>>>
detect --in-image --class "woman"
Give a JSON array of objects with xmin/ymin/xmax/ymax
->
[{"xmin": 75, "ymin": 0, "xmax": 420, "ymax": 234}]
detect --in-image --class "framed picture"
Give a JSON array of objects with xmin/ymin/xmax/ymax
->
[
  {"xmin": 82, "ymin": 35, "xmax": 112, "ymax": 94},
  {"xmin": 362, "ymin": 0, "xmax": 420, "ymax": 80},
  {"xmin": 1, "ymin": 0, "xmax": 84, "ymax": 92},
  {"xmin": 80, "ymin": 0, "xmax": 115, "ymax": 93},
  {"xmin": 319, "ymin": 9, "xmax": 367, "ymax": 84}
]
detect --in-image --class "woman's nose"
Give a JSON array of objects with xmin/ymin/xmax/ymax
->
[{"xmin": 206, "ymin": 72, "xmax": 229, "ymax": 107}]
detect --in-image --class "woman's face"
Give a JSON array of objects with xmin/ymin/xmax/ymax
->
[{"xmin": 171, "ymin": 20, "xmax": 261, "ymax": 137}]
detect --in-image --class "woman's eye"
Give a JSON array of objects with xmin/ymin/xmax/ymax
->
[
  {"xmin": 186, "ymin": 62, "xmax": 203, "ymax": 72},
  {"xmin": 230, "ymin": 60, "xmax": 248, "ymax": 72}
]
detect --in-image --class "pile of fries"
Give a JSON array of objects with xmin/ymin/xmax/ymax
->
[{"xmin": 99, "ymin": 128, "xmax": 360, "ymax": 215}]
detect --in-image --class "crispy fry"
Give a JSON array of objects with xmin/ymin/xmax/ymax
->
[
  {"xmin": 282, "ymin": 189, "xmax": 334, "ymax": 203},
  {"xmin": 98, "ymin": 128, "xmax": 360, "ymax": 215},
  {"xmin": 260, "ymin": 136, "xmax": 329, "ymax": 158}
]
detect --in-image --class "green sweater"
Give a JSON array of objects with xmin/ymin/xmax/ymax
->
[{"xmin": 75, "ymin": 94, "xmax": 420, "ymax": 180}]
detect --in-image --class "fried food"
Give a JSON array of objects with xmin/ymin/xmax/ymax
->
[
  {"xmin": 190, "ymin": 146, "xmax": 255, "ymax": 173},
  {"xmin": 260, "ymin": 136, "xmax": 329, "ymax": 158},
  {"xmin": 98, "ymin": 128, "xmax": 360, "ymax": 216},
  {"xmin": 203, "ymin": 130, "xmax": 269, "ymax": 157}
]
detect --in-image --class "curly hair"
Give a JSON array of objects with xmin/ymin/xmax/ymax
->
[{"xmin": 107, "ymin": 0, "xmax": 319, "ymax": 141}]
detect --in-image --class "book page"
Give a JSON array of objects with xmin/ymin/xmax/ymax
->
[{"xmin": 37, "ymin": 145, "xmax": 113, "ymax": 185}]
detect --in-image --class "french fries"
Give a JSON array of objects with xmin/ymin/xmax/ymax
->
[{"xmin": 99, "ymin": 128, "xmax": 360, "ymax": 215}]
<<<
(To be done)
Please count the lines in the items above that contain the string "detect", and reply with the number alone.

(Task response)
12